* Instructions for the task: Reproduce the material below line for line, without changing anything.

————

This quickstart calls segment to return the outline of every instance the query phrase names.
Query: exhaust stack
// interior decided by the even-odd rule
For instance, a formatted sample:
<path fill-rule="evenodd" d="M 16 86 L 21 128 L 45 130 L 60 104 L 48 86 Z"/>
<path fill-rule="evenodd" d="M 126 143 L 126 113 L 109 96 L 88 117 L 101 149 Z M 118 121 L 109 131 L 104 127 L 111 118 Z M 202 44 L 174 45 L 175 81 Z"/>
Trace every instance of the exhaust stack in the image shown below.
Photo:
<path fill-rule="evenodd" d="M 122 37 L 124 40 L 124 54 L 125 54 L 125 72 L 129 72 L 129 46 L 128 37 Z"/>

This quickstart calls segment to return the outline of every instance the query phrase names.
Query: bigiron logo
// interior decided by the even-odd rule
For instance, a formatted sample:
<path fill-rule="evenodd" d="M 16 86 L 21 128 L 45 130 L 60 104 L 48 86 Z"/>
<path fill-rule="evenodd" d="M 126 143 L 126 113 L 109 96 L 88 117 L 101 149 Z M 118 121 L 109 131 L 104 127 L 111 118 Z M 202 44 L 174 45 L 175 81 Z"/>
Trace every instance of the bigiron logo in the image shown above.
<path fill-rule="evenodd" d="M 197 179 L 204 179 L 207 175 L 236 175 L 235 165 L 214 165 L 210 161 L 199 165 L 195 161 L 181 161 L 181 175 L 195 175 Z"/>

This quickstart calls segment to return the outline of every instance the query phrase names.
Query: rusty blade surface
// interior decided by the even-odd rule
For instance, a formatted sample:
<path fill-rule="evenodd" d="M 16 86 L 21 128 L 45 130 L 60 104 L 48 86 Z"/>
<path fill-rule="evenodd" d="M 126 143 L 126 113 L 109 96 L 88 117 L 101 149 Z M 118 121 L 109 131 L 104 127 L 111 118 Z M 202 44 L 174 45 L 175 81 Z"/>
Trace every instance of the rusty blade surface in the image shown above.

————

* Answer:
This quickstart calls segment to return the outline of every instance the query phrase names.
Query: exhaust stack
// interior decided by the even-odd rule
For instance, a formatted sample:
<path fill-rule="evenodd" d="M 16 86 L 21 128 L 45 130 L 60 104 L 48 86 Z"/>
<path fill-rule="evenodd" d="M 126 143 L 126 113 L 109 96 L 88 117 L 101 149 Z M 118 121 L 109 131 L 104 127 L 111 118 Z M 202 44 L 174 45 L 175 81 Z"/>
Trace every instance of the exhaust stack in the image shown below.
Photo:
<path fill-rule="evenodd" d="M 122 37 L 124 40 L 124 54 L 125 54 L 125 72 L 129 72 L 129 46 L 128 37 Z"/>

This quickstart calls segment to return the outline of every instance the query phrase names.
Query: bigiron logo
// interior decided by the even-odd rule
For instance, a formatted sample:
<path fill-rule="evenodd" d="M 16 86 L 21 128 L 45 130 L 60 104 L 48 86 Z"/>
<path fill-rule="evenodd" d="M 126 143 L 126 113 L 109 96 L 88 117 L 101 149 Z M 118 121 L 109 131 L 104 127 L 111 118 Z M 202 44 L 174 45 L 175 81 Z"/>
Trace every instance of the bigiron logo in the image shown above.
<path fill-rule="evenodd" d="M 197 179 L 204 179 L 207 175 L 236 175 L 235 165 L 214 165 L 210 161 L 199 165 L 195 161 L 181 161 L 181 175 L 195 175 Z"/>

This quickstart calls segment to return the outline of every instance the query phrase names.
Query: rusty blade surface
// interior decided by the even-odd rule
For instance, a formatted sample:
<path fill-rule="evenodd" d="M 16 86 L 21 128 L 45 130 L 60 104 L 48 86 Z"/>
<path fill-rule="evenodd" d="M 126 143 L 126 113 L 109 96 L 88 117 L 101 149 Z M 118 121 L 109 131 L 104 127 L 111 118 Z M 202 44 L 174 45 L 175 81 Z"/>
Trace every instance of the rusty blade surface in the image shown above.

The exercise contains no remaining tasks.